Saturday 24 January 2015

like a feather on god’s breath

Though not entirely alone among accomplished and influential women of the Middle Ages in Europe, the fascinating life and career of twelfth century Abbess Hildegarde von Bingen did strike me as a pleasant rediscovery and one that certainly bears further investigation to appreciate her contributions fully.
Born as the tenth child to a family of minor nobility along the Rhine, Hildegarde was basically tithed to the Church and given over to a convent at a very young age. Her early life and traditional formative years were punctuated with visions—which were miraculous enough in itself, which she kept to herself, professing herself to be an unworthy vessel and inadequate messenger, and found her voice, so to speak, in middle age. Outside of this context, Hildegarde’s erudition and research—notably including the composition and scoring of hundreds of pieces of holy music (A Feather on the Breath of God was the title of one of her canticles), extensive studies in medicine, advocating the boiling of water of all things, and taxonomy of flora and fauna (which maybe three hundred years later inspired Dame Juliana Berners to group animals together with the most fanciful and creative collective terms, like a murder of crows or a murmuration of starlings) was brilliant and earned her the eventual recognition as a Doctor of the Church (bestowed by Pope Benedict in 2012), but what I find particularly amazing was that her life really did begin at forty and instead of retiring to quiet contemplation—at a time when people didn’t usually survive that long to begin with, really took ownership of what might be called a mid-life crisis and resolved to share her gifts.

:::

Things to do:
(a) In the text on Hildegarde von Bingen, which pope recognized her as a Doctor of the Church, and in what year?
(b) Reproduce the text on Hildegarde von Bingen word for word, between "Though not entirely" and "her contributions fully.", inclusive.

:::

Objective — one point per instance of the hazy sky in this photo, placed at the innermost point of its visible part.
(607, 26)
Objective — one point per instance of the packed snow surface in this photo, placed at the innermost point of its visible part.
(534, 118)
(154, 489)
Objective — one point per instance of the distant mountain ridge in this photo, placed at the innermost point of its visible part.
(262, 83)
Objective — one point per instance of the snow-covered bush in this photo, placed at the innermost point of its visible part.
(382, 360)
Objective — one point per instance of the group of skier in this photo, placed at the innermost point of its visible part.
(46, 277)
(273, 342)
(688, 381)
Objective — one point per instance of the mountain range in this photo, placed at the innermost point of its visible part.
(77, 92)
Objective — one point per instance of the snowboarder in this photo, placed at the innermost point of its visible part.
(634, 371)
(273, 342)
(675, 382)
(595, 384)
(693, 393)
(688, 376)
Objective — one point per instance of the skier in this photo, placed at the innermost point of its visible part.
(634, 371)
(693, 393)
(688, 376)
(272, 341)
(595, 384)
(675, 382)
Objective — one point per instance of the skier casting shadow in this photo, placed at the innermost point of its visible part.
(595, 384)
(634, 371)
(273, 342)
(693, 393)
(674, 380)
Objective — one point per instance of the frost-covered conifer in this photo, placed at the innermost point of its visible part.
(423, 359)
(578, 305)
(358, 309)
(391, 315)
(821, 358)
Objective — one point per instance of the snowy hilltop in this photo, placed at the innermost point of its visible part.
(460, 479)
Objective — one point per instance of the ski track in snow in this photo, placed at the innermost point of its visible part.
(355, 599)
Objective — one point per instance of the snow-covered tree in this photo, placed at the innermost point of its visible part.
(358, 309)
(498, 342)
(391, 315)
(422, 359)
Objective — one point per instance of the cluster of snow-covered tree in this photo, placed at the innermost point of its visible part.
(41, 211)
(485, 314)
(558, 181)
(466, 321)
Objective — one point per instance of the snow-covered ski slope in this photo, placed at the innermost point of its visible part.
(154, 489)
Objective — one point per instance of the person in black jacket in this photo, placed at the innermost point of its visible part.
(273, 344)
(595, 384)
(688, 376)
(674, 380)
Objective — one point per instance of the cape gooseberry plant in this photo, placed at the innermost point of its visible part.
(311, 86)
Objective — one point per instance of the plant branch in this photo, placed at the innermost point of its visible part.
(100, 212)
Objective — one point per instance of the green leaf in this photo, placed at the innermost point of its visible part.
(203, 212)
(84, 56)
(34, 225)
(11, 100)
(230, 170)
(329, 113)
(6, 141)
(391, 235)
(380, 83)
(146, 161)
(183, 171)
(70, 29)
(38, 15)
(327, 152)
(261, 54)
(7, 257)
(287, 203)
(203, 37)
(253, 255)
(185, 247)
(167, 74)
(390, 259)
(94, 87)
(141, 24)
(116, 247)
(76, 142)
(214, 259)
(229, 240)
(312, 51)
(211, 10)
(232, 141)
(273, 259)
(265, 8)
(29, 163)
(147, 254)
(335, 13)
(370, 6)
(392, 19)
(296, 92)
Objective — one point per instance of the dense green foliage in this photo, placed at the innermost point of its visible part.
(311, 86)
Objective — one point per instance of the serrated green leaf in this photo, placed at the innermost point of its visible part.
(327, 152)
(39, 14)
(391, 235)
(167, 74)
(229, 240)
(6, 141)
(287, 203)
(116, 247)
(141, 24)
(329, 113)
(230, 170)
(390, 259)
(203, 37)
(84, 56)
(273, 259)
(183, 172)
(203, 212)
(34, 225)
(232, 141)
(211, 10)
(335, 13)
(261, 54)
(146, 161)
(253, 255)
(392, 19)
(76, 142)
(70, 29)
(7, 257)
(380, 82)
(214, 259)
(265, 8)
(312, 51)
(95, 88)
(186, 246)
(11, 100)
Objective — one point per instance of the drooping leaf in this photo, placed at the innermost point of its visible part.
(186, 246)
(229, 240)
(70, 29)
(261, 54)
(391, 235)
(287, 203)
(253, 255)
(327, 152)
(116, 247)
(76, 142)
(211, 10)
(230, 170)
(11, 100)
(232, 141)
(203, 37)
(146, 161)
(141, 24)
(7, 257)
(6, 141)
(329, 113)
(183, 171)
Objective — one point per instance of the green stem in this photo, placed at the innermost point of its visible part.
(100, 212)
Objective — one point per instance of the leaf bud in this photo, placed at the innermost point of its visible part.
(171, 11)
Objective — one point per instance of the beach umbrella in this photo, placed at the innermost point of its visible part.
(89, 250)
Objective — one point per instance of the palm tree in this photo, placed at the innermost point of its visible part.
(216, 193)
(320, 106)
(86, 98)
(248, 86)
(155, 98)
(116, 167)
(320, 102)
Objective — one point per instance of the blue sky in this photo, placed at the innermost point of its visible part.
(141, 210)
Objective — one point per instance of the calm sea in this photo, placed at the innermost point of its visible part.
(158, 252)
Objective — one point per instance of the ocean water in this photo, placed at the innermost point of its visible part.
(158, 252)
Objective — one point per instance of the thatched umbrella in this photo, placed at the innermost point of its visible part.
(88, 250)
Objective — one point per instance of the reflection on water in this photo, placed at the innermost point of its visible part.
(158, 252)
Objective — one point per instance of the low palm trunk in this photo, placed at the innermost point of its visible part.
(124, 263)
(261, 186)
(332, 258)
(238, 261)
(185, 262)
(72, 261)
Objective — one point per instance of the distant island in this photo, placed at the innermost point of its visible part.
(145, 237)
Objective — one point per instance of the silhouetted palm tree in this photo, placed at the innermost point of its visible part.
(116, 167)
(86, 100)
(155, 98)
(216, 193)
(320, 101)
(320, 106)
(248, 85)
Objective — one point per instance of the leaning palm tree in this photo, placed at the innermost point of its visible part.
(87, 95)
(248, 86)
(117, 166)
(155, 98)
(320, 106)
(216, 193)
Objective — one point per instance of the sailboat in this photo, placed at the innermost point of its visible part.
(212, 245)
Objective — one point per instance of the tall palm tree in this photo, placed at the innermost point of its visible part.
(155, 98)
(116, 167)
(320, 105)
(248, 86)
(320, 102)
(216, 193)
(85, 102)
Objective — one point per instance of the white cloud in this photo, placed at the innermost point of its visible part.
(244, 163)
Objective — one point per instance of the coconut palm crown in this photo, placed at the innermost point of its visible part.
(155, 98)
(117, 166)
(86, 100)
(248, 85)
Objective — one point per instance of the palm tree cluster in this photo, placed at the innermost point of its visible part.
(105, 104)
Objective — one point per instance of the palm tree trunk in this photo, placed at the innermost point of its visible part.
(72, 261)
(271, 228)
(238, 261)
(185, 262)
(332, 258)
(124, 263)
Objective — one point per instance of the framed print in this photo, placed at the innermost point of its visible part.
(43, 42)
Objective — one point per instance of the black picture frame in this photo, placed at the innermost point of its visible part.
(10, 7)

:::

Outputs by task:
(a) Pope Benedict, in 2012.

(b)
Though not entirely alone among accomplished and influential women of the Middle Ages in Europe, the fascinating life and career of twelfth century Abbess Hildegarde von Bingen did strike me as a pleasant rediscovery and one that certainly bears further investigation to appreciate her contributions fully.